(Directive):
Please retype the part of the records that opens with the line containing "pixel 312 60." and closes with the line containing "pixel 220 55", both ends included, without changing anything.

[A run of records]
_ _ _ _ _
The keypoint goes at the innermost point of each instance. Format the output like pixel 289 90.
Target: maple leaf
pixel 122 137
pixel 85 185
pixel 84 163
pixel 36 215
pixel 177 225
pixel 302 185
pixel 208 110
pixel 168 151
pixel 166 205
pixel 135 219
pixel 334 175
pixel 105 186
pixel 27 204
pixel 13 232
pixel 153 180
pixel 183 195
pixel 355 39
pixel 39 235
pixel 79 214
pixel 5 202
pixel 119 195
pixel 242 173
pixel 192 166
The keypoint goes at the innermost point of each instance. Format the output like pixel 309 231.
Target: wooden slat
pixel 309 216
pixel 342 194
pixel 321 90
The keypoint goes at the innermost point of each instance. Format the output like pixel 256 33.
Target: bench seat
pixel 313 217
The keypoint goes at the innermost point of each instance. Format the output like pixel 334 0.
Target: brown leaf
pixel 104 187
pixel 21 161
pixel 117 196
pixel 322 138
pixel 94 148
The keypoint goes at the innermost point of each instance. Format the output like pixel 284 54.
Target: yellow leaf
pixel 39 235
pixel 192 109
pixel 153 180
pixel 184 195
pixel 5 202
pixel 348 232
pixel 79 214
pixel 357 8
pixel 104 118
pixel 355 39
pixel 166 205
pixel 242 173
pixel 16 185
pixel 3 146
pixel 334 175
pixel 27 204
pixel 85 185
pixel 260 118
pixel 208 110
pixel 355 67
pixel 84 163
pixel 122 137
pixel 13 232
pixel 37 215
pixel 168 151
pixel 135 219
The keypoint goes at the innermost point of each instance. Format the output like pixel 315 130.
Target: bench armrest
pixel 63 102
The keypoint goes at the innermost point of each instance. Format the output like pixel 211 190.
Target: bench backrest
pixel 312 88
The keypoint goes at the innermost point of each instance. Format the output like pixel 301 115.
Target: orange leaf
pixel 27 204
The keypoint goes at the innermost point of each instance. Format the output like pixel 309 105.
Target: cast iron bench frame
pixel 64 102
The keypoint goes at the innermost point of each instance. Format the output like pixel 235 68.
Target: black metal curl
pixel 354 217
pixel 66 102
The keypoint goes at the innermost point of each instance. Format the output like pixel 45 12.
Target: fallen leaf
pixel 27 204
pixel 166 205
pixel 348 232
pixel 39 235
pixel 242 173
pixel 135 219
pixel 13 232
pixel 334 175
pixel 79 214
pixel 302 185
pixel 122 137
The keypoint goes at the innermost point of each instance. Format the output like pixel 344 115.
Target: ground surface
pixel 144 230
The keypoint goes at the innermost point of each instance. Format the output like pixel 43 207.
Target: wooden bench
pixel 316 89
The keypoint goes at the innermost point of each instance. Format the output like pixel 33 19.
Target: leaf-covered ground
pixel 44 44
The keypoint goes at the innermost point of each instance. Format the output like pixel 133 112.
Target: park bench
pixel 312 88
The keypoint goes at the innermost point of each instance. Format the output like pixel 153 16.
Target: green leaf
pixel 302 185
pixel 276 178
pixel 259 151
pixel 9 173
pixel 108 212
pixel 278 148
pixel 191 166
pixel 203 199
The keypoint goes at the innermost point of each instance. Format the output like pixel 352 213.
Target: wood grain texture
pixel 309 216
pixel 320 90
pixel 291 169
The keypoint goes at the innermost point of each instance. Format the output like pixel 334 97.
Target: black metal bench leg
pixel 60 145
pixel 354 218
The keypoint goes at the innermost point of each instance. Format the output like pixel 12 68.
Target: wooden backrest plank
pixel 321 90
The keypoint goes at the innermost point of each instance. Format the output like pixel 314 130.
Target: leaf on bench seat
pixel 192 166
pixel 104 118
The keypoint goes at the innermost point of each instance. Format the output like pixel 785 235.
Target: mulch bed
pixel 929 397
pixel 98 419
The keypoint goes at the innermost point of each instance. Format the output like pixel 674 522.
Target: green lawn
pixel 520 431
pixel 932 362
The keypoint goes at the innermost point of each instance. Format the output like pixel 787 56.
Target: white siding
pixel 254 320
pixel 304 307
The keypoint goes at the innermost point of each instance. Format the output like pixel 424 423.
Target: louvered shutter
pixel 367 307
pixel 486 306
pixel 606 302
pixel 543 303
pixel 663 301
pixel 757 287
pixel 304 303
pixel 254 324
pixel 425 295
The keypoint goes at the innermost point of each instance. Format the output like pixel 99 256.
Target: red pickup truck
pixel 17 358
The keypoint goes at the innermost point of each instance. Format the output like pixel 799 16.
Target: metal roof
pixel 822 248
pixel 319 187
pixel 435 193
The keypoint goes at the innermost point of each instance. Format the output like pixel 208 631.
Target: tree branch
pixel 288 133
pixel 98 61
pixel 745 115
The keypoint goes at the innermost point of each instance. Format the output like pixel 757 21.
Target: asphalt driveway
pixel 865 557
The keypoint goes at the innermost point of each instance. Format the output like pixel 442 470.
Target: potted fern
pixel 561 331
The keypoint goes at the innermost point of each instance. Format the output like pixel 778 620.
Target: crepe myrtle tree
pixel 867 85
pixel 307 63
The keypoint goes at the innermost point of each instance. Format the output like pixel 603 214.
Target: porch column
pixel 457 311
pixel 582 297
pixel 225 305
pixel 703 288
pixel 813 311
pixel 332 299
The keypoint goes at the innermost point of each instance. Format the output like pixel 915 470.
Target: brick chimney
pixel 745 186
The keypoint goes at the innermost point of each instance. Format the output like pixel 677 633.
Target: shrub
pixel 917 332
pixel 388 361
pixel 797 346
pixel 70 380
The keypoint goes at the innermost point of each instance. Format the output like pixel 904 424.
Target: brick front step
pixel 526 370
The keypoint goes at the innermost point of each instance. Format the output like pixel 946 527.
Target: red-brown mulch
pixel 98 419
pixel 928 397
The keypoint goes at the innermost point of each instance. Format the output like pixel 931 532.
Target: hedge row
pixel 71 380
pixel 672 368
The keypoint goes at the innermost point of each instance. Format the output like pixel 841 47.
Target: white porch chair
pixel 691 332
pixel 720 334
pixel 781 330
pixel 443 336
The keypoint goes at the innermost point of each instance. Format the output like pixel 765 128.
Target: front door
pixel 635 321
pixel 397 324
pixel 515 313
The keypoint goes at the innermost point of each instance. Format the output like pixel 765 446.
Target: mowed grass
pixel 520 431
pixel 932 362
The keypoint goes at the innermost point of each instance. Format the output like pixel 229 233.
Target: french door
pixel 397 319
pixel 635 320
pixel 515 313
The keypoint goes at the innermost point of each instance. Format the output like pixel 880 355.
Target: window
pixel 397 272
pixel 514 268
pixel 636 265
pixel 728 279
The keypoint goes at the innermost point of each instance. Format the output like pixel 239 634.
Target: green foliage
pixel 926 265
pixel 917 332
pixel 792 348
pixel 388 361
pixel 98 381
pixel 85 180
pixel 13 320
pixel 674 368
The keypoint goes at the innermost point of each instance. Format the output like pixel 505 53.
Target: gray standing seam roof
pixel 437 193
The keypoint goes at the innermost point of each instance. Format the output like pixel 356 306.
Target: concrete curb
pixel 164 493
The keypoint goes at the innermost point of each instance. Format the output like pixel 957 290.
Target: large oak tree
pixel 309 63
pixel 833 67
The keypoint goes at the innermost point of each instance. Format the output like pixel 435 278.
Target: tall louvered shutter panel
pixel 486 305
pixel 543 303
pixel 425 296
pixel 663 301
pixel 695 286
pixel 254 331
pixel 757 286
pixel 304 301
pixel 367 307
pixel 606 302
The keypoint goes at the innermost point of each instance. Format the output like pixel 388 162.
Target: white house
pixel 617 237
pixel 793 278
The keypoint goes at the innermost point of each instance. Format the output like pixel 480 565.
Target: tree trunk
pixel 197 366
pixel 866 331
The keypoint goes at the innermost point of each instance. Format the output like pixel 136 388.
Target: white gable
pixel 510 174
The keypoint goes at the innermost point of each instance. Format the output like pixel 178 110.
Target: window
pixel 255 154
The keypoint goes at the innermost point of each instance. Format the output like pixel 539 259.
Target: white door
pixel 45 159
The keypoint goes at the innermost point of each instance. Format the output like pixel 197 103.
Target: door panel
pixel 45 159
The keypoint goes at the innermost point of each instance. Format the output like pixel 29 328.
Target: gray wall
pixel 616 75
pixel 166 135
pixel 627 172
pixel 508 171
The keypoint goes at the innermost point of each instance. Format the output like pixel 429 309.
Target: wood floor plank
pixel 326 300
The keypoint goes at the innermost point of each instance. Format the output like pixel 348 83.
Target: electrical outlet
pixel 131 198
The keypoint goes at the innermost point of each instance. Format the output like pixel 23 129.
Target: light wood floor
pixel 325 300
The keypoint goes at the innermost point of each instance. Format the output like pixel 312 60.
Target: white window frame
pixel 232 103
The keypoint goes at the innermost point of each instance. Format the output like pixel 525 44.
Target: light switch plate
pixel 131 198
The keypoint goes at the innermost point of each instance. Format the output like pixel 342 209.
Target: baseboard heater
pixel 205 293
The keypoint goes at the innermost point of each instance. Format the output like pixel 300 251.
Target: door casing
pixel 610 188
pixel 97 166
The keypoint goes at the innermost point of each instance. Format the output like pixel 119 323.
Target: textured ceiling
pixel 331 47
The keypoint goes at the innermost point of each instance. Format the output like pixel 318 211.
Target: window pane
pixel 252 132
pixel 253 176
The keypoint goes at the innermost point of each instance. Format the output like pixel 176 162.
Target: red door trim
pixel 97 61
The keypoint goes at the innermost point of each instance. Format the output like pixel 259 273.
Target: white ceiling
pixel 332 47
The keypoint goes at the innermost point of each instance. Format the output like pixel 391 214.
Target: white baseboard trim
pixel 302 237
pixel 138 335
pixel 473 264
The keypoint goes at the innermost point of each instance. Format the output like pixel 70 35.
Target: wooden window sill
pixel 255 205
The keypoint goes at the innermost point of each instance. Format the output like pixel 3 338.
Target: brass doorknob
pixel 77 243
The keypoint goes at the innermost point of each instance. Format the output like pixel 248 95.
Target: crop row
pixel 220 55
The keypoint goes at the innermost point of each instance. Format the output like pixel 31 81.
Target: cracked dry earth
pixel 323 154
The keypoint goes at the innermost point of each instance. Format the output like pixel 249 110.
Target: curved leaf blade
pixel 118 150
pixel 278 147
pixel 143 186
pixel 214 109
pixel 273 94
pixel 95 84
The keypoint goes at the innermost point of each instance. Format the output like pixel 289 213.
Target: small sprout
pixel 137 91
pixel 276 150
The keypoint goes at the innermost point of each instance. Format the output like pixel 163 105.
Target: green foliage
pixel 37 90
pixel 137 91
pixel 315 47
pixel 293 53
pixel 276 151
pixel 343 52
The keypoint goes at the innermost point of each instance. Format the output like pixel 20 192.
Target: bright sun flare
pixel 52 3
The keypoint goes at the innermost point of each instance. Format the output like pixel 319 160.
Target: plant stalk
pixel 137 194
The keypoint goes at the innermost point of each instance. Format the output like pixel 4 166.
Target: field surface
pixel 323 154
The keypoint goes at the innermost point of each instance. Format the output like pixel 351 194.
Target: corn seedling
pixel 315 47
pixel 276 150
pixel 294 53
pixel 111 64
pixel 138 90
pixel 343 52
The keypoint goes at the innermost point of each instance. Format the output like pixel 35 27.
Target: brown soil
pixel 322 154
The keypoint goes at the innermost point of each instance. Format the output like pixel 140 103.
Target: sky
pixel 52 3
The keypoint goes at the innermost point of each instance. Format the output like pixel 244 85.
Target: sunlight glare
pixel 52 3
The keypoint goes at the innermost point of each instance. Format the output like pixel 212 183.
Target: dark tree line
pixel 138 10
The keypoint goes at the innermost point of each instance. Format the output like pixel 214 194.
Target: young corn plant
_ _ _ _ _
(Solution to this problem):
The keypoint goes at the innermost point of each instance. Format the output like pixel 312 60.
Target: white window frame
pixel 232 103
The keypoint goes at the innermost point of each instance. Format the output like pixel 525 44.
Target: light switch plate
pixel 131 198
The keypoint goes at the innermost point of each instance. Format the output like pixel 342 209.
Target: baseboard heater
pixel 205 293
The keypoint goes at the innermost point of each instance. Format the output like pixel 300 251.
Target: door casing
pixel 610 188
pixel 97 166
The keypoint goes at the innermost point of each instance. Format the output like pixel 119 323.
Target: textured ceiling
pixel 331 47
The keypoint goes at the innermost point of each instance. Format the output like pixel 318 211.
Target: window pane
pixel 252 132
pixel 253 176
The keypoint goes at the innermost point of each instance. Format the output like pixel 176 162.
Target: red door trim
pixel 97 61
The keypoint goes at the innermost point of each instance. Format the output like pixel 259 273.
Target: white ceiling
pixel 332 47
The keypoint goes at the innermost point of each instance. Format the output like pixel 391 214.
Target: white baseboard trim
pixel 302 237
pixel 138 335
pixel 473 264
The keypoint goes at the innermost point of each instance. Format the output like pixel 70 35.
Target: wooden window sill
pixel 255 205
The keypoint goes at the innermost point of each instance. Format the output like pixel 3 338.
Target: brass doorknob
pixel 77 243
The keypoint goes at the innermost point of each instance. Format the output like pixel 248 95.
Target: crop row
pixel 220 55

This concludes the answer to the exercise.